Record extracts
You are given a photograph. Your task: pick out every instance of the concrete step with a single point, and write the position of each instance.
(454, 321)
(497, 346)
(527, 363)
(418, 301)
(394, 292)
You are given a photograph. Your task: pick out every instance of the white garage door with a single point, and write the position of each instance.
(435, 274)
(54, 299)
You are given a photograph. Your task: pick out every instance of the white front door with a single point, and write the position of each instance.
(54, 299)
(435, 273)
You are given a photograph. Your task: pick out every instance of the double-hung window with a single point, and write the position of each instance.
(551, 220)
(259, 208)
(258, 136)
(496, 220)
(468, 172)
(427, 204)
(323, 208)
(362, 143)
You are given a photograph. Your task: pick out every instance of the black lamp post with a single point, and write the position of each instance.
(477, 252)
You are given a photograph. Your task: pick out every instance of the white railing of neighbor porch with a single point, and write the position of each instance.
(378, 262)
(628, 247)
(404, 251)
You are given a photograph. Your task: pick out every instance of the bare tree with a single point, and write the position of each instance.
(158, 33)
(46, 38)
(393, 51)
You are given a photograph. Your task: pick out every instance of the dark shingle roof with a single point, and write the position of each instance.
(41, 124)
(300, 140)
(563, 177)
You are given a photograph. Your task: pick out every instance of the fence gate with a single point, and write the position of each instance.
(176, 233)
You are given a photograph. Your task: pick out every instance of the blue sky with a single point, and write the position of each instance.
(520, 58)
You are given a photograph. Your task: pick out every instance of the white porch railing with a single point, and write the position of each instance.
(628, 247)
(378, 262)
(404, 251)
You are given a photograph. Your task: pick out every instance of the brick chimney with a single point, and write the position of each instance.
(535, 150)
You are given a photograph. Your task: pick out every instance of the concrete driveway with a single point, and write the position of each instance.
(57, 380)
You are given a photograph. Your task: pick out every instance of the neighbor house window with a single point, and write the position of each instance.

Given request
Write out all the data again, exactly as it appears.

Result
You are given a photograph. Your task: pick out every instance of the concrete step with a single point, and write the position of each instance.
(454, 321)
(497, 346)
(527, 363)
(418, 301)
(394, 292)
You are given a photograph. Your task: pick out every instance of the white garage door with a single point, and write the position of each instance.
(435, 274)
(54, 299)
You are given a photograph. Your task: pick out every instance of the white front door with a single point, and write the position of each instance.
(54, 299)
(435, 273)
You are given a photograph. Your task: pick out every instance of the double-hung window with a single point, and write the position of each instance.
(551, 220)
(259, 208)
(258, 136)
(496, 220)
(468, 172)
(427, 204)
(323, 208)
(362, 143)
You are given a photograph. Your task: pick out every instance of the black lamp post with a single point, and write the position of each instance.
(477, 252)
You are given a photograph. Your task: pick out every instance of the white railing of neighbor porch with a single point, and write the position of each instance.
(378, 262)
(628, 247)
(404, 251)
You are given a photograph. Your task: pick out every instance of the bare tree with a single point, and write the position of each instance.
(158, 33)
(46, 38)
(393, 51)
You are given a photograph. Your task: pick out every instance of the dark shingle roof with a single point, and write the position of each instance.
(41, 124)
(300, 140)
(563, 177)
You are given a photograph. Your task: pick out every instance of the fence gate with a single point, and write the position of each instance.
(176, 233)
You are given a photograph. Your task: pick out every instance of the blue sky with a single point, and write the position of each instance.
(520, 58)
You are given a photograph. Your task: pick out every instance of the white porch railing with a single point, and write the position of each instance.
(628, 247)
(378, 262)
(404, 251)
You are given a photograph. Your task: pick out every instance of the brick chimney with a single point, and write the position of each instance.
(535, 150)
You are given a photograph. Your task: pick out every instance of the concrete driveway with a single point, and write the position of each instance.
(57, 380)
You are given a photograph. Your task: pick out every instance of the neighbor house window with a single point, and write the position of each instance.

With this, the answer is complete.